Le Cassazione Civile, con sentenza dell’8 giugno 2023 n. 16252 pronunciata a Sezioni Unite, ha confermato la pronuncia del Consiglio Nazionale Forense con la quale era stata accertata la violazione degli obblighi di fatturazione previsti dal nuovo Codice Deontologico Forense.

La decisione in esame muove da un reclamo proposto da un avvocato che era stato sottoposto a procedimento disciplinare e alla sanzione della censura “per essere venuto meno ai doveri di fedeltà, correttezza, probità e diligenza che caratterizzano la professione forense”.

Nel caso specifico, era accaduto che il ricorrente avesse pattuito con il cliente una somma ulteriore rispetto al normale compenso calcolato secondo prassi con le tariffe forensi, ossia il c.d. “palmario”.

Il Consiglio Distrettuale di Disciplina territorialmente competente ha ritenuto sussistente la violazione degli artt. 9 e 29, comma 3, del nuovo Codice Deontologico Forense, per aver omesso il rilascio del documento fiscale relativo al pagamento della somma percepita a titolo di palmario e gli ha applicato la sanzione della censura.

L’avvocato ha impugnato il suddetto provvedimento, contestando l’assoggettabilità del palmario all’obbligo fiscale di fatturazione e sostenendo che – in ogni caso – la somma integrava una “mera regalia” o una liberalità.

Tuttavia il C.N.F ha rigettato il gravame, ritenendo il palmario, nonostante la sua natura premiale, una vera e propria componente aggiuntiva del compenso e, per tale motivo, il professionista risulta tenuto al generale obbligo di emissione della fattura.

Il provvedimento del Consiglio Nazionale Forense è stato impugnato dinnanzi alle Sezioni Unite della Suprema Corte, alla stregua di quanto previsto dall’art. 36, comma 6 della Legge professionale forense (n. 247 del 2012).

In prima battuta, è utile specificare che per “palmario” si intende l’accordo tra avvocato e cliente che prevede il pagamento, in favore del professionista, di una somma ulteriore in ragione del risultato perseguito (solitamente la vittoria della lite) o della complessità dell’attività svolta; trattasi di un compenso straordinario ed integrativo rispetto al normale onorario, da considerarsi legittimo essendo consentito alle parti di convenire un compenso libero.

● ● ● ● ●

--- Consegna data ---
Per ciascuna affermazione indica se concorda con il brano sul palmario riportato sopra, rispondendo sì o no e citando tra virgolette le parole del brano che lo stabiliscono.
1. La sentenza delle Sezioni Unite è dell’8 giugno 2023.
2. Il C.N.F. ha accolto il gravame dell’avvocato.
3. Il Consiglio Distrettuale di Disciplina ha applicato all’avvocato la sanzione della sospensione.

● ● ● ● ●

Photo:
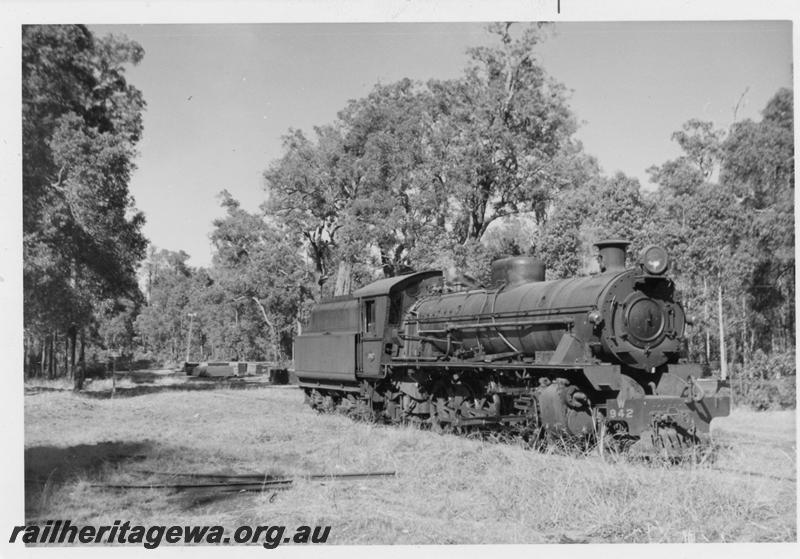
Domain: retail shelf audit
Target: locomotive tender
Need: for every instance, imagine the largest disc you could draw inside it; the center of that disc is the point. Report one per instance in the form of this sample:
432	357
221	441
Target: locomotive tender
575	357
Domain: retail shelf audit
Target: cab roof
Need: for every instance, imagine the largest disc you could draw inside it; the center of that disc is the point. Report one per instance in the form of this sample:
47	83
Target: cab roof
389	285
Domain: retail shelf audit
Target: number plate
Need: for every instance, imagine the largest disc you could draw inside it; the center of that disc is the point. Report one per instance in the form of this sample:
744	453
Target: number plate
620	414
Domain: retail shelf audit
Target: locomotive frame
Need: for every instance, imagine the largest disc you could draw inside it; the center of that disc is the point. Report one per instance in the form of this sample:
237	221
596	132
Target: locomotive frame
579	357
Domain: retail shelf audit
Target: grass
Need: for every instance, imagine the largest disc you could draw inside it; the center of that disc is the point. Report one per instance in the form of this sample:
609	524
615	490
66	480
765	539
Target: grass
448	489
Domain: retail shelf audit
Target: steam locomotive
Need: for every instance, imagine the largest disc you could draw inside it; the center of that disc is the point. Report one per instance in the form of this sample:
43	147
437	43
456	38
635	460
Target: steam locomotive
585	357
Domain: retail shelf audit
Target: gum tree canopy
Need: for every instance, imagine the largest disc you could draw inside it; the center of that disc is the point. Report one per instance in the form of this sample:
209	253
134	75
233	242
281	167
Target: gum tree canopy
412	166
82	236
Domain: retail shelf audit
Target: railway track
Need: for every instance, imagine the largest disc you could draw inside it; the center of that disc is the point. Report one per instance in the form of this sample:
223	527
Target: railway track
234	483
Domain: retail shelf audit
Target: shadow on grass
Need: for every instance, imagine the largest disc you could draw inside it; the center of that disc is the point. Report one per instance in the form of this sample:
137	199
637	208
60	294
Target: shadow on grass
47	467
187	385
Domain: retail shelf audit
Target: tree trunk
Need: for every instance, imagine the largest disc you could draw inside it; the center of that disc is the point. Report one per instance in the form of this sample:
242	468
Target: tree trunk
80	373
51	366
43	367
273	333
343	279
723	365
72	334
707	320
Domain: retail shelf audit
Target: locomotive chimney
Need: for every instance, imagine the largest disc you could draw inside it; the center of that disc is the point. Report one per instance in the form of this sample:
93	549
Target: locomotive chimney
612	254
514	270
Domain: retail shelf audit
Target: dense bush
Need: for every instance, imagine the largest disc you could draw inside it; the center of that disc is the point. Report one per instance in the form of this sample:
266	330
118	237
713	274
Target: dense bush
766	381
761	394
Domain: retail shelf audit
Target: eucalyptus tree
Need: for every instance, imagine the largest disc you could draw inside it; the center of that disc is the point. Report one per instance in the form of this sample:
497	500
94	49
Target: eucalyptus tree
82	236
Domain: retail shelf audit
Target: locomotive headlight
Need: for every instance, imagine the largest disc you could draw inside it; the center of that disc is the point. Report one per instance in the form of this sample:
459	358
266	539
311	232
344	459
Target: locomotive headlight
654	259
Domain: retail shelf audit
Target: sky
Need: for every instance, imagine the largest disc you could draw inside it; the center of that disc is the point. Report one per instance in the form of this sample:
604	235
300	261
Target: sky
220	97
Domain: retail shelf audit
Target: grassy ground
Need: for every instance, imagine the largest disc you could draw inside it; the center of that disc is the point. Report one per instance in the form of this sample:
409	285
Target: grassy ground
448	489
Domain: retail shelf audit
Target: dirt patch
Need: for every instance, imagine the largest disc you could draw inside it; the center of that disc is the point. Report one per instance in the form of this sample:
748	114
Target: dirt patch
49	466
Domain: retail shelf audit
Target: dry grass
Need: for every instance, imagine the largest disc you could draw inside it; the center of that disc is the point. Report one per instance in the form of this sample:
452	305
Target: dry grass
448	489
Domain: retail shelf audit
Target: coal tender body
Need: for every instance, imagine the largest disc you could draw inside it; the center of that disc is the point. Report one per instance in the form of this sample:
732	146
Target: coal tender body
573	358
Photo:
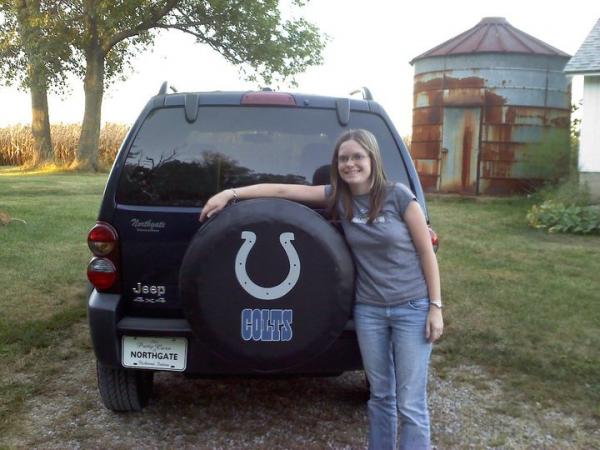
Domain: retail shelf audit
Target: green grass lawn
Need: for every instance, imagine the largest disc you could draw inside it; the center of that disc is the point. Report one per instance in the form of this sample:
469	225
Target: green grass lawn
520	302
42	274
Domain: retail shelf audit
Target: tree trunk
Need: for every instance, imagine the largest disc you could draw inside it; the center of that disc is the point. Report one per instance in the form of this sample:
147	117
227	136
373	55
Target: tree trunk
93	86
40	118
40	123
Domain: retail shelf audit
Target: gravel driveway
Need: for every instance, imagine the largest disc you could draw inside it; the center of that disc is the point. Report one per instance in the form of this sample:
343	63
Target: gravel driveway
469	410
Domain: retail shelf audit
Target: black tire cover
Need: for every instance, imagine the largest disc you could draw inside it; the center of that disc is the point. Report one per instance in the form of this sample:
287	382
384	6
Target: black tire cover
246	325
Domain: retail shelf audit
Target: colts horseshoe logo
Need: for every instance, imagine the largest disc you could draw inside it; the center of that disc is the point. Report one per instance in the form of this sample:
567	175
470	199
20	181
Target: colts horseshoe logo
269	293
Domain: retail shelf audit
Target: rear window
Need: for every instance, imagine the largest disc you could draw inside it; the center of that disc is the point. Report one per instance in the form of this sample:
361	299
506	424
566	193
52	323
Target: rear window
175	163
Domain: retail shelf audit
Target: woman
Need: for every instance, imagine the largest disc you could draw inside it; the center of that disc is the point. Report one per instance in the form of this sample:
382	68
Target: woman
398	301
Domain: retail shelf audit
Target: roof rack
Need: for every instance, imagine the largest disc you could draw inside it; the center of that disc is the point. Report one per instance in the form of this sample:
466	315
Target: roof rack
164	87
365	92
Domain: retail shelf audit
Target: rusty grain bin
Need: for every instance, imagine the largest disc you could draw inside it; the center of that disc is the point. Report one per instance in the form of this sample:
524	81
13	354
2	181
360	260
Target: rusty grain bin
491	111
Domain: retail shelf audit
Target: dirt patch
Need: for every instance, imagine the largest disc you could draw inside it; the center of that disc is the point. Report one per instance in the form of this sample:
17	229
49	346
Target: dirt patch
469	410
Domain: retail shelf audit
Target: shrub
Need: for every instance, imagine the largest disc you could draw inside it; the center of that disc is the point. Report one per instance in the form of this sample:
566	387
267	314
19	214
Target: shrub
557	217
565	209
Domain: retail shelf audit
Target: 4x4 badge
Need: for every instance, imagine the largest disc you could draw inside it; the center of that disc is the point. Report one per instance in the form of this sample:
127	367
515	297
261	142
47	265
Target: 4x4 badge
252	288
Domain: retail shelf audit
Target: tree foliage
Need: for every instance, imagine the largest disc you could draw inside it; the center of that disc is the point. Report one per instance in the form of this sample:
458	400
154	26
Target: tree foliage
34	45
96	39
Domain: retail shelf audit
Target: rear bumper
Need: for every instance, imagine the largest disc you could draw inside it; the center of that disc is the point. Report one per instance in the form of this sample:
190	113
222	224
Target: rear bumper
108	324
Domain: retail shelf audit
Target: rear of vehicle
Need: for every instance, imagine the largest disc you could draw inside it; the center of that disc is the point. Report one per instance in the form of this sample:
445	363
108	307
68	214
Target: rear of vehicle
169	294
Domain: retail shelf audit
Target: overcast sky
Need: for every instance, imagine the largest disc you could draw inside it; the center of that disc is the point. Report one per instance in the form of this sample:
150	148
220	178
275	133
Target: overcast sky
371	45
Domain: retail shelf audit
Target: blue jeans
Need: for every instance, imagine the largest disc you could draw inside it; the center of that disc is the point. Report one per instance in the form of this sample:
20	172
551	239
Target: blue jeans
395	355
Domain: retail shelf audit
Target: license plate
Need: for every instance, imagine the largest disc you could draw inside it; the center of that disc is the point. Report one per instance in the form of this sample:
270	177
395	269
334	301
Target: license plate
158	353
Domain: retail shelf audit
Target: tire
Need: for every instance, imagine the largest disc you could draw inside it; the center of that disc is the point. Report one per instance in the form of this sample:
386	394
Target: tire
124	390
268	284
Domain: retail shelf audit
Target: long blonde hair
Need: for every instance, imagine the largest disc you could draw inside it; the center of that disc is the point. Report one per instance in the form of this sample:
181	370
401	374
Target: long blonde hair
340	188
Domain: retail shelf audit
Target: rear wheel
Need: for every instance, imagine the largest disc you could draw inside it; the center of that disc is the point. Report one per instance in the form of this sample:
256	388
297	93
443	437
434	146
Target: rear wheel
124	390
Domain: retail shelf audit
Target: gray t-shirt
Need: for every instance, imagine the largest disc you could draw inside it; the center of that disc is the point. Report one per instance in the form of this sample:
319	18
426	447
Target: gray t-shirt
388	267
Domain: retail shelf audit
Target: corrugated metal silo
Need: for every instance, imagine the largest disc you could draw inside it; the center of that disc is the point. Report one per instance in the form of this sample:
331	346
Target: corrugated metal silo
484	103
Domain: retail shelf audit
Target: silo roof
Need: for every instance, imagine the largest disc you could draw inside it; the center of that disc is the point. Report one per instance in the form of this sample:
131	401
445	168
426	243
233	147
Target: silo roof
587	58
492	35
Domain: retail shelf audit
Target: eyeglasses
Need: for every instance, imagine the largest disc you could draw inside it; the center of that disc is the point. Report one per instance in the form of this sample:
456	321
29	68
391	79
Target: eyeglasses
356	157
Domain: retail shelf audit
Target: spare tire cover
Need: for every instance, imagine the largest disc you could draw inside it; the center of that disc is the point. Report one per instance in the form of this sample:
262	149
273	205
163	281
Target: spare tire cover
268	284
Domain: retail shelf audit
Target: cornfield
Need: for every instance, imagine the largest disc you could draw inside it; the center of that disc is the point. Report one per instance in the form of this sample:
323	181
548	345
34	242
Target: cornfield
16	143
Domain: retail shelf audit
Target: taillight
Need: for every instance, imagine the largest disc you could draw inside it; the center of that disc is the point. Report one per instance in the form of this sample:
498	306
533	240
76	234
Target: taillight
434	239
102	273
103	268
102	239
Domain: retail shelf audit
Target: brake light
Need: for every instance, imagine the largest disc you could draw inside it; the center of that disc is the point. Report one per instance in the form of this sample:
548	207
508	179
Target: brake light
435	242
102	273
268	98
102	239
103	270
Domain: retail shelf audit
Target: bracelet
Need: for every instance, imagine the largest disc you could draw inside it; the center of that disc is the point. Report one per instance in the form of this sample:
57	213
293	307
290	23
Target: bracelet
235	196
436	303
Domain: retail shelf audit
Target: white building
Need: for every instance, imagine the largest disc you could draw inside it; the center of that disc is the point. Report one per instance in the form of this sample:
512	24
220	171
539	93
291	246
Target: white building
586	62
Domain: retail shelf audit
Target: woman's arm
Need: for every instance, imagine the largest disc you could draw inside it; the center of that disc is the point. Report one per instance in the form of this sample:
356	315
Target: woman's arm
314	195
419	232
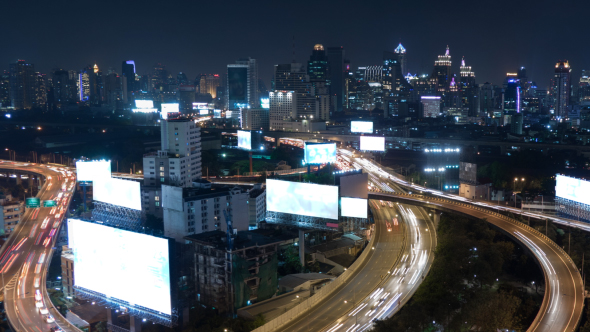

● ● ● ● ●

--- Risultato finale ---
1. Sì: «con sentenza dell’8 giugno 2023 n. 16252 pronunciata a Sezioni Unite».
2. No: «Tuttavia il C.N.F ha rigettato il gravame».
3. No: «gli ha applicato la sanzione della censura».